• [DIRECTION] Rewrite the rows below, beginning at the line that contains "Could you please locate the crushed" and continuing through the end of the rows, with every request kept as it is. Multiply each bounding-box coordinate in the answers by 0.9, round to whole numbers with halves going up, and omit the pictures.

• [MATERIAL SUPPLIED]
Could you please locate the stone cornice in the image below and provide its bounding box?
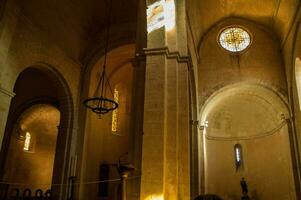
[0,86,16,98]
[136,47,192,68]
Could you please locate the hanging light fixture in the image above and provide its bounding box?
[84,0,118,118]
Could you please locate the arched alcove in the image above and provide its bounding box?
[2,104,60,192]
[0,63,73,198]
[201,83,296,199]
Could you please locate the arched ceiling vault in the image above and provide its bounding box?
[15,0,139,62]
[187,0,299,50]
[201,83,289,138]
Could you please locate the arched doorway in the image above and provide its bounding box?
[201,84,296,200]
[0,64,73,199]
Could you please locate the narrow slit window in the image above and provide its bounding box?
[112,88,119,133]
[23,132,31,151]
[234,144,243,170]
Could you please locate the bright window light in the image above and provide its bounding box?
[219,27,251,52]
[23,132,31,151]
[112,88,119,132]
[147,0,175,33]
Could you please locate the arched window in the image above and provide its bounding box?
[295,58,301,110]
[23,132,31,151]
[234,144,243,170]
[112,88,119,133]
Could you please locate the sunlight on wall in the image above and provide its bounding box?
[23,132,31,151]
[112,88,119,132]
[144,194,164,200]
[295,58,301,110]
[164,0,176,31]
[147,0,175,33]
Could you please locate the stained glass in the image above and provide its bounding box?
[219,27,251,52]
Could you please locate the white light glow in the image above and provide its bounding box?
[146,0,164,33]
[235,147,241,162]
[164,0,176,31]
[145,195,164,200]
[23,132,31,151]
[112,88,119,132]
[219,27,251,52]
[146,0,175,33]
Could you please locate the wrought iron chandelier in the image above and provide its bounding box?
[84,0,118,118]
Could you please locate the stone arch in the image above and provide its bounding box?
[199,82,298,199]
[1,62,74,199]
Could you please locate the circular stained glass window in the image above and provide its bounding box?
[219,27,251,52]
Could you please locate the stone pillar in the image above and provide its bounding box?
[140,0,190,200]
[198,125,206,194]
[0,86,15,149]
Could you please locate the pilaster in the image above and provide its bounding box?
[140,0,190,200]
[0,86,15,148]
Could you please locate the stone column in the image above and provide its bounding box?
[198,125,206,194]
[140,0,190,200]
[0,86,15,148]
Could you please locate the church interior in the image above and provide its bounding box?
[0,0,301,200]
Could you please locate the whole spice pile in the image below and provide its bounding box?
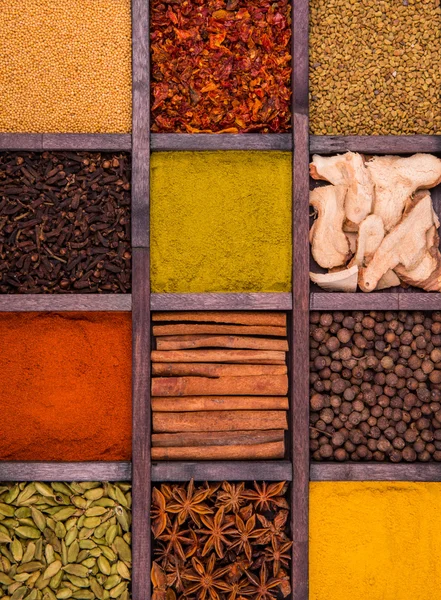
[309,0,441,135]
[151,480,292,600]
[0,152,131,294]
[150,0,291,133]
[152,312,289,460]
[310,311,441,462]
[0,0,132,133]
[0,312,132,461]
[0,482,132,600]
[309,152,441,292]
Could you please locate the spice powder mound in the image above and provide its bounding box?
[0,313,131,461]
[151,0,291,133]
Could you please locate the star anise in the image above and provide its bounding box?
[241,481,289,511]
[265,537,292,577]
[228,552,251,581]
[150,561,176,600]
[158,519,192,560]
[151,488,169,538]
[184,554,228,600]
[242,563,282,600]
[199,508,233,558]
[166,556,190,592]
[154,542,172,568]
[257,510,289,544]
[229,515,260,560]
[167,479,213,527]
[216,481,246,513]
[215,578,254,600]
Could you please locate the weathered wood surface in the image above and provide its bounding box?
[151,133,292,151]
[152,460,292,482]
[43,133,132,152]
[0,461,132,481]
[132,0,152,600]
[0,133,132,152]
[310,463,441,481]
[150,293,292,311]
[291,0,309,600]
[310,290,441,311]
[0,294,132,312]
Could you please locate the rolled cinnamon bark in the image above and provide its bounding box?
[152,429,285,448]
[153,410,288,433]
[152,311,286,327]
[152,441,285,460]
[152,363,288,377]
[153,323,286,337]
[152,375,288,396]
[152,396,289,412]
[151,350,285,365]
[156,335,289,352]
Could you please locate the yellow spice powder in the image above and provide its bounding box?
[0,0,131,133]
[309,481,441,600]
[151,152,292,292]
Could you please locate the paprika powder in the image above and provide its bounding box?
[0,313,132,461]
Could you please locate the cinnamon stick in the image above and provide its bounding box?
[152,311,286,327]
[152,429,285,448]
[152,363,288,377]
[152,441,285,460]
[153,410,288,433]
[152,396,289,412]
[151,350,285,365]
[153,323,286,337]
[156,335,289,351]
[152,375,288,396]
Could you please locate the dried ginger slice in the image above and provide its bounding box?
[375,269,401,290]
[396,225,441,292]
[309,152,374,231]
[359,191,434,292]
[366,154,441,231]
[309,265,358,292]
[309,185,349,269]
[349,215,384,267]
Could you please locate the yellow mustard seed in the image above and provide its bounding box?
[0,0,131,133]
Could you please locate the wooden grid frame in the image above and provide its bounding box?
[0,0,441,600]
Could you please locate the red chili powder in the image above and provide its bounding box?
[0,313,132,461]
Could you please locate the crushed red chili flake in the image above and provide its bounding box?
[150,0,291,133]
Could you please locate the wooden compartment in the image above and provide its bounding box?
[151,311,290,461]
[0,0,441,600]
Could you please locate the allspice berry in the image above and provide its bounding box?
[310,311,441,463]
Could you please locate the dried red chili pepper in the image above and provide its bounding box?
[150,0,291,133]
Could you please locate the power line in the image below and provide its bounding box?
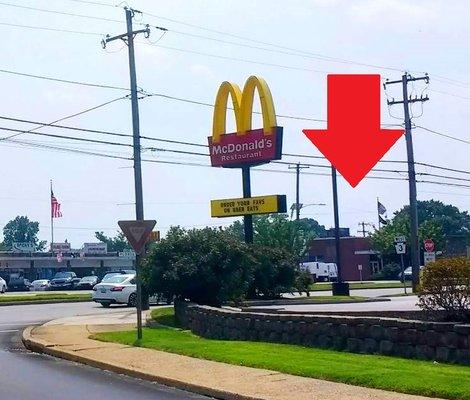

• [SOLUTION TO THIS PROBLEM]
Could you please locate the crushed red chili flake in the image above and provide its bounding box?
[135,0,262,120]
Could you please locate the wooden compartment in the image above and provide its bounding box?
[136,280,261,415]
[0,0,397,540]
Could you please locate the allspice berry in the image above and provide its bounding box?
[279,280,397,417]
Could you please locate the dried red chili pepper in the image above and provide its bounding box?
[135,0,262,120]
Could you please locate the power line in the image below and provide its bounding box?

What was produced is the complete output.